§ **Try it**:
State only the count of lines in the listing below that hold "lowered".
(Beginning of The data)
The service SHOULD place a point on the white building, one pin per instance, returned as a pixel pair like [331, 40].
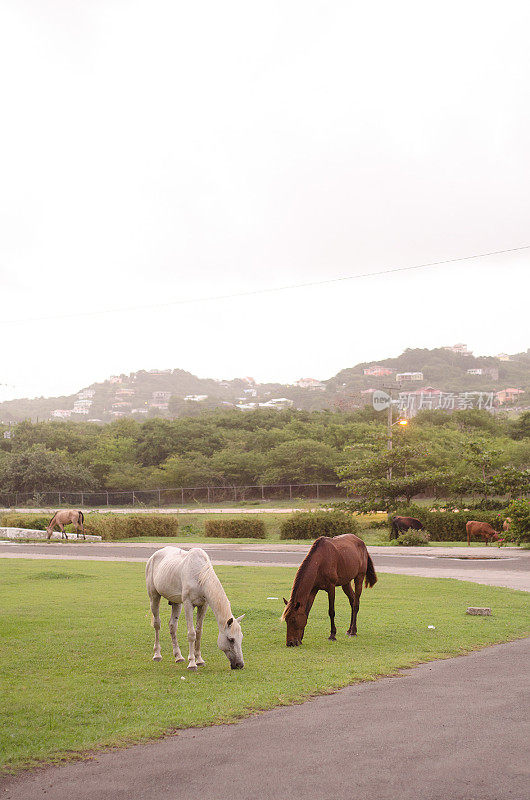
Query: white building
[409, 376]
[310, 383]
[277, 402]
[460, 349]
[161, 397]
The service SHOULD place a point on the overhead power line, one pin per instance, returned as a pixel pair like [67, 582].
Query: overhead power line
[270, 290]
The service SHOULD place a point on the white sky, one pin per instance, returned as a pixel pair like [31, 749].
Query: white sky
[158, 151]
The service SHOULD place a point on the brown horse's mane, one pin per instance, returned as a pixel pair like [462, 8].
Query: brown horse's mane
[299, 574]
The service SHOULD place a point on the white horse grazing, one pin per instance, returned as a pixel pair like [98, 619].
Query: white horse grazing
[187, 578]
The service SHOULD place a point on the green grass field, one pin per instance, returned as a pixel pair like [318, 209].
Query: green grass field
[76, 648]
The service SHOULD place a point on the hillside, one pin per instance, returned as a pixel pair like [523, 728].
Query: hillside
[177, 393]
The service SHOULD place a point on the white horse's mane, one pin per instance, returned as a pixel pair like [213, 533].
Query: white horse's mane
[213, 590]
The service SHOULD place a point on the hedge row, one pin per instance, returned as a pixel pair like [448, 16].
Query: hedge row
[449, 526]
[235, 528]
[109, 526]
[312, 524]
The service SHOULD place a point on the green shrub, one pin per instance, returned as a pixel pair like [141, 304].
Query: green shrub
[519, 531]
[109, 526]
[36, 522]
[235, 528]
[413, 538]
[112, 527]
[449, 525]
[312, 524]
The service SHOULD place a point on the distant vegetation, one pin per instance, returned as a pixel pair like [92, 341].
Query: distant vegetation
[176, 393]
[438, 453]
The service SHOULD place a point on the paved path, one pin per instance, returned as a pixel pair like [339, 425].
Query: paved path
[447, 730]
[487, 565]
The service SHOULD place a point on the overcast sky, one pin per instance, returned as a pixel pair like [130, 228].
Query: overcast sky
[153, 152]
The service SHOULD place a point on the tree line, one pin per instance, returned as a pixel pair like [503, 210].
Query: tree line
[438, 453]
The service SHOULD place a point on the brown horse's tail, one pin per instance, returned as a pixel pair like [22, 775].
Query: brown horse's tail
[371, 577]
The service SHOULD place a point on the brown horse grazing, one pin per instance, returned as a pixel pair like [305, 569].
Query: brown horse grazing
[62, 518]
[329, 563]
[474, 528]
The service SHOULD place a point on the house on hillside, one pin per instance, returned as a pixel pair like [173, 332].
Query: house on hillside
[460, 349]
[378, 372]
[310, 383]
[62, 413]
[161, 397]
[507, 395]
[277, 402]
[409, 376]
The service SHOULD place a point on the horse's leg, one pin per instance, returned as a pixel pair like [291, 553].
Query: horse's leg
[348, 591]
[155, 610]
[173, 623]
[331, 598]
[201, 613]
[188, 610]
[358, 592]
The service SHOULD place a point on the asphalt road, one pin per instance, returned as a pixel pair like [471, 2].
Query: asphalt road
[447, 730]
[483, 565]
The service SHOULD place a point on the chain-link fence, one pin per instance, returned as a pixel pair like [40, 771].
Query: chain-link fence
[171, 498]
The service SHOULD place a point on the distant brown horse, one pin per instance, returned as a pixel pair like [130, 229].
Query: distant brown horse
[474, 528]
[329, 563]
[62, 518]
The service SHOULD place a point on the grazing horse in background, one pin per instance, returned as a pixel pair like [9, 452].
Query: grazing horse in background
[402, 524]
[474, 528]
[62, 518]
[187, 578]
[329, 563]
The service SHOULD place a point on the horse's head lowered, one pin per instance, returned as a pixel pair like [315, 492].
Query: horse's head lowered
(End of The data)
§ **Your response**:
2